Show each line from the rows below that contains the word "green", copying every such line in full.
▬▬▬▬▬▬
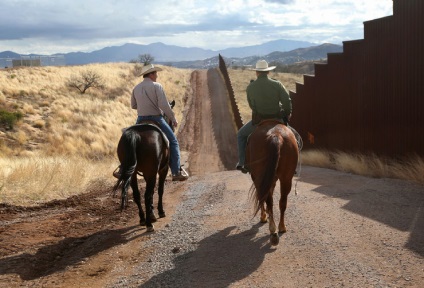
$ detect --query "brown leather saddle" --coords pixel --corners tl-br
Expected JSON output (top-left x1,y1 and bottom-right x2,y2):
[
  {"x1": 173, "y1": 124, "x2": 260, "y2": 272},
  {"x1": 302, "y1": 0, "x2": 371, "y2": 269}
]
[{"x1": 133, "y1": 120, "x2": 169, "y2": 148}]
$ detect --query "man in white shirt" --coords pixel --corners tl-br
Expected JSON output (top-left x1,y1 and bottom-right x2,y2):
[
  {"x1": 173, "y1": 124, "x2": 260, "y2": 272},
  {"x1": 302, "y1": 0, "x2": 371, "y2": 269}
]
[{"x1": 131, "y1": 64, "x2": 188, "y2": 181}]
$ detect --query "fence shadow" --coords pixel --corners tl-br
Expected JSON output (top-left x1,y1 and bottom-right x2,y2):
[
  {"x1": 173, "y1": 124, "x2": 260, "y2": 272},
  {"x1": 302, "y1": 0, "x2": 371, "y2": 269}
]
[
  {"x1": 140, "y1": 224, "x2": 275, "y2": 288},
  {"x1": 301, "y1": 167, "x2": 424, "y2": 256},
  {"x1": 0, "y1": 226, "x2": 144, "y2": 280}
]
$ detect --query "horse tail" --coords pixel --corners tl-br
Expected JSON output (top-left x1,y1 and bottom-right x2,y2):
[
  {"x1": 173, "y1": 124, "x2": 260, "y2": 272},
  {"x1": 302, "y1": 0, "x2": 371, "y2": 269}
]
[
  {"x1": 254, "y1": 134, "x2": 281, "y2": 215},
  {"x1": 113, "y1": 129, "x2": 139, "y2": 210}
]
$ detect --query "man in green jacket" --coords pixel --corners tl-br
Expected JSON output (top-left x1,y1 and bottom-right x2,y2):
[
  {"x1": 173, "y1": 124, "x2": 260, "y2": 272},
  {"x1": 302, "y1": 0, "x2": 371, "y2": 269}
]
[{"x1": 236, "y1": 60, "x2": 292, "y2": 173}]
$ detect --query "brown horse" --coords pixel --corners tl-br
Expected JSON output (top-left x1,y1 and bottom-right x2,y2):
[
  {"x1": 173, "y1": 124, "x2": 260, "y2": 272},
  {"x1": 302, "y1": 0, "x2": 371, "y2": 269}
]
[
  {"x1": 114, "y1": 124, "x2": 170, "y2": 231},
  {"x1": 245, "y1": 120, "x2": 299, "y2": 245},
  {"x1": 113, "y1": 101, "x2": 175, "y2": 232}
]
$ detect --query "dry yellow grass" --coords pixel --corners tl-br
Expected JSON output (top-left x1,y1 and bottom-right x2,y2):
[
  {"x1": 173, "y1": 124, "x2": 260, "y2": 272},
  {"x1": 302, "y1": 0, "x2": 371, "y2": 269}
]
[
  {"x1": 0, "y1": 63, "x2": 424, "y2": 205},
  {"x1": 301, "y1": 150, "x2": 424, "y2": 184},
  {"x1": 0, "y1": 63, "x2": 192, "y2": 205}
]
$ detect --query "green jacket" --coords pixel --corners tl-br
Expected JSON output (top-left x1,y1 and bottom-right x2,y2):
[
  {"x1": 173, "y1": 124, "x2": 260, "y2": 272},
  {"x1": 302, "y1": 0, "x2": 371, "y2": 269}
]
[{"x1": 246, "y1": 75, "x2": 292, "y2": 116}]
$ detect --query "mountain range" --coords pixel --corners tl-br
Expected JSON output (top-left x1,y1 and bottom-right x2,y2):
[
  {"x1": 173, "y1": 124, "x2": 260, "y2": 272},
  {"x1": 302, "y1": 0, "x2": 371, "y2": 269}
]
[{"x1": 0, "y1": 39, "x2": 342, "y2": 68}]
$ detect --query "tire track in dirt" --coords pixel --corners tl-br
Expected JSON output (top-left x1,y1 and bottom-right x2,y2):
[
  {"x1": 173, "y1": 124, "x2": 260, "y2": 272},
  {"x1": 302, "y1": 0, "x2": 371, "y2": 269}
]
[{"x1": 178, "y1": 69, "x2": 237, "y2": 175}]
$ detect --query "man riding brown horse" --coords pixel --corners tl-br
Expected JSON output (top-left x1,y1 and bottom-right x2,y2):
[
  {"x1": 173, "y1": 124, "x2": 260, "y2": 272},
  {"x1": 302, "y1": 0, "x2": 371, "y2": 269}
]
[{"x1": 236, "y1": 60, "x2": 292, "y2": 173}]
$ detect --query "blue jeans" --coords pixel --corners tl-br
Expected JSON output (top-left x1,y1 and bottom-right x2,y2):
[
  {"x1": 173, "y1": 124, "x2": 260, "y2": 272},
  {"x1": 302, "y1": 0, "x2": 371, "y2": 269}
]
[
  {"x1": 237, "y1": 121, "x2": 256, "y2": 166},
  {"x1": 136, "y1": 115, "x2": 180, "y2": 175}
]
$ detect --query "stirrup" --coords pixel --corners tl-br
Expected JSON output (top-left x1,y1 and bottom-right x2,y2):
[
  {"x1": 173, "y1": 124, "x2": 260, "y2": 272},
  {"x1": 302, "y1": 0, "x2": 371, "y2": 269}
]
[
  {"x1": 112, "y1": 166, "x2": 121, "y2": 179},
  {"x1": 180, "y1": 165, "x2": 190, "y2": 177}
]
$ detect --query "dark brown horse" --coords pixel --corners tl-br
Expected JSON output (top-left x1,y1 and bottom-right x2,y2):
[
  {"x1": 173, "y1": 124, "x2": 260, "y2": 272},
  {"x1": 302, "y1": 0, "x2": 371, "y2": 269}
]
[
  {"x1": 113, "y1": 101, "x2": 175, "y2": 232},
  {"x1": 114, "y1": 124, "x2": 169, "y2": 231},
  {"x1": 245, "y1": 120, "x2": 299, "y2": 245}
]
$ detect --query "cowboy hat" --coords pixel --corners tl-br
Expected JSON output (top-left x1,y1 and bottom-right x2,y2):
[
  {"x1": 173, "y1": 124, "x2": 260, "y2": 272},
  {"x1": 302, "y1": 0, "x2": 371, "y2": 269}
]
[
  {"x1": 252, "y1": 60, "x2": 277, "y2": 71},
  {"x1": 140, "y1": 64, "x2": 162, "y2": 76}
]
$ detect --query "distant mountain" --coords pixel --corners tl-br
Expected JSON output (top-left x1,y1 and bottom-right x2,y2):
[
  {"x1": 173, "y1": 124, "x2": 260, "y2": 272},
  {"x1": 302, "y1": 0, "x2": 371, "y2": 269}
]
[
  {"x1": 0, "y1": 39, "x2": 316, "y2": 65},
  {"x1": 218, "y1": 39, "x2": 317, "y2": 58},
  {"x1": 173, "y1": 43, "x2": 343, "y2": 69}
]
▬▬▬▬▬▬
▸ **Answer below**
$ detect --query "man in green jacket" --coords pixel --corners tl-br
$ detect --query "green jacket" --coords pixel --corners tl-br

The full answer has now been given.